● Halaman
===

Jelasnya, adalah pada ayat-ayat yang muhkam, menyebabkan kita tidak perlu membahasnya, karena dengan kita membacanya, kita telah mengetahui apa maksudnya. Tapi tersembunyinya maksud dari ayat-ayat mutasyabih, itulah yang menyebabkan kita membahasnya, supaya kita mengetahui kemudian menjauhi dari golongan orang-orang yang didalam jiwanya ada kesesatan.

  • Kebanyakan ulama berpendapat bahwa yang mutasyabih tidak ada yang mengetahui takwilnya melainkan Allah SWT sendiri dan mereka mengharuskan kita berwaqaf (baca; berhenti) dalam membaca Surat Ali Imran ayat 7 pada lafadh jalalah :

وَمَا يَعْلَمُ تَأْوِيلَهُ إِلَّا اللَّهُ وَالرَّاسِخُونَ فِي الْعِلْمِ يَقُولُونَ آمَنَّا بِهِ كُلٌّ مِنْ عِنْدِ رَبِّنَا وَمَا يَذَّكَّرُ إِلاَّ أُولُو اْلأَلبَابِ
Dan tidak ada yang mengetahui maknanya melainkan Allah. Adapun orang-orang yang rasikh ilmuny , maka mereka hanya mengatakan : “aamannaa bihii kullun min indi rabbina” ( Kami beriman kepadanya semuanya itu dari pada Tuhan kami)”.

  • Sedangkan Abu Hasan al Asy’ari berpendapat bahwa waqof (berhenti membaca) dilakukan pada: “warrasikhuuna fil ilmi “, dengan makna bahwa; mereka yang rasikh itu mengetahui takwil mutasyabih. Pendapat ini dijelaskan oleh Abu Ishak Asy Syirozi (wafat pada th 476 H) dan mendapatkan pembelaan dari beliau. Asy Syirazi berkata: tak ada satupun dari ayat-ayat Al-Qur’an yang Allah sendiri mengetahui maknanya “Para Ulama mengetahui maksudnya, karena sesungguhnya Allah menyebut firmannya ini dalam rangka menguji para ulama. Andaikata mereka tidak mngetahui makna mutasyabih, bersekutulah mereka dengan orang-orang awam.

  • Ar-Raghib al-Ashfahani mengambil jalan tengah dalam menghadapi masalah ini. Beliau membagi mutasyabih dari segi kemungkinan mengetahui maknanya kepada tiga bahagian :
  1. Bahagian yang tak ada jalan mengetahuinya, seperti waktu terjadi , keluar binatang dari bumi dan yang sepertinya.
  2. Bahagian manusia menemukan sebab-sebab mengetahuinya, seperti lafadh-lafadh yang ganjil dari hukum-hukum yang sulit/rumit.

===

● Bahan yang Diambil
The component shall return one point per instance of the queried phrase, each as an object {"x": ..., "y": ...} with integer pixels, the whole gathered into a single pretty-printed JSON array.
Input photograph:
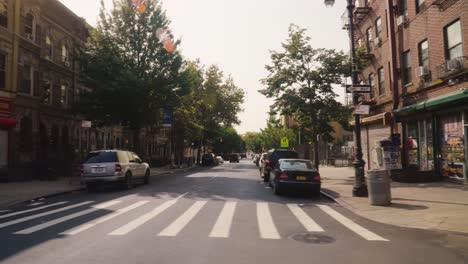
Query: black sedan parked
[{"x": 295, "y": 174}]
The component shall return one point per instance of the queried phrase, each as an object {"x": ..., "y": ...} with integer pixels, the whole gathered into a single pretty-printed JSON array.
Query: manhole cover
[{"x": 312, "y": 238}]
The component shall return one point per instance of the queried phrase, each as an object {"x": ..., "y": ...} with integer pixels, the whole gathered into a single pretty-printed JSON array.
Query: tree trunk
[{"x": 316, "y": 157}]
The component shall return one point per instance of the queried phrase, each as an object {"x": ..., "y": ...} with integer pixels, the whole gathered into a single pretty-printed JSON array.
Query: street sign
[
  {"x": 361, "y": 109},
  {"x": 284, "y": 142},
  {"x": 358, "y": 88},
  {"x": 86, "y": 124}
]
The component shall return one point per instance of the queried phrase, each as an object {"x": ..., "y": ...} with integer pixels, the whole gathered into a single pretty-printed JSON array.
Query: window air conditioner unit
[
  {"x": 453, "y": 65},
  {"x": 29, "y": 36},
  {"x": 422, "y": 71},
  {"x": 377, "y": 42},
  {"x": 402, "y": 20}
]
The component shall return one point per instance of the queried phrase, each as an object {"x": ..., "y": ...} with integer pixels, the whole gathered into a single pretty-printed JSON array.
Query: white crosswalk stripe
[
  {"x": 66, "y": 218},
  {"x": 144, "y": 218},
  {"x": 309, "y": 224},
  {"x": 177, "y": 226},
  {"x": 223, "y": 224},
  {"x": 366, "y": 234},
  {"x": 24, "y": 219},
  {"x": 31, "y": 210},
  {"x": 222, "y": 228},
  {"x": 265, "y": 222},
  {"x": 103, "y": 219}
]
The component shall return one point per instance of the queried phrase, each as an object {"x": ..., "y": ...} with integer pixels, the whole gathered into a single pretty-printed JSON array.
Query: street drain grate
[{"x": 312, "y": 238}]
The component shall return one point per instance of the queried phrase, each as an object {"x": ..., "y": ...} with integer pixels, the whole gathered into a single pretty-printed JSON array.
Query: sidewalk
[
  {"x": 435, "y": 205},
  {"x": 17, "y": 192}
]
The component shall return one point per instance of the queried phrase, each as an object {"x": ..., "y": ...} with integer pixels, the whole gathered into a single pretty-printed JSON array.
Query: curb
[
  {"x": 78, "y": 189},
  {"x": 82, "y": 188},
  {"x": 356, "y": 211}
]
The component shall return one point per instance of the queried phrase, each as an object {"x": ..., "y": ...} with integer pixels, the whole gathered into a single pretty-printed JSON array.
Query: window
[
  {"x": 2, "y": 71},
  {"x": 369, "y": 38},
  {"x": 49, "y": 48},
  {"x": 403, "y": 7},
  {"x": 372, "y": 84},
  {"x": 453, "y": 40},
  {"x": 381, "y": 77},
  {"x": 419, "y": 6},
  {"x": 63, "y": 95},
  {"x": 378, "y": 27},
  {"x": 3, "y": 15},
  {"x": 64, "y": 54},
  {"x": 47, "y": 94},
  {"x": 423, "y": 53},
  {"x": 406, "y": 67},
  {"x": 25, "y": 81},
  {"x": 29, "y": 26}
]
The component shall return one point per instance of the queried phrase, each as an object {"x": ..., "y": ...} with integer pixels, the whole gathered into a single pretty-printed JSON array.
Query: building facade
[
  {"x": 40, "y": 83},
  {"x": 414, "y": 54}
]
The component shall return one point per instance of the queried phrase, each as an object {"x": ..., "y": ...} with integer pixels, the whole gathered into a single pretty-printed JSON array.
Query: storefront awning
[
  {"x": 8, "y": 122},
  {"x": 433, "y": 103},
  {"x": 384, "y": 117}
]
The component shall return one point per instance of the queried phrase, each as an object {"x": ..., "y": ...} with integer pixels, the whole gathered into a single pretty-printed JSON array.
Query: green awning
[{"x": 433, "y": 103}]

===

● Petunjuk Tugas
Salin tanpa mengubah satu huruf pun bagian dari tulisan tentang ayat mutasyabih di atas, yang dibuka dengan kata-kata berisi "Jelasnya, adalah pada" dan ditutup dengan "jiwanya ada kesesatan.".

● Hasil Latihan
Jelasnya, adalah pada ayat-ayat yang muhkam, menyebabkan kita tidak perlu membahasnya, karena dengan kita membacanya, kita telah mengetahui apa maksudnya. Tapi tersembunyinya maksud dari ayat-ayat mutasyabih, itulah yang menyebabkan kita membahasnya, supaya kita mengetahui kemudian menjauhi dari golongan orang-orang yang didalam jiwanya ada kesesatan.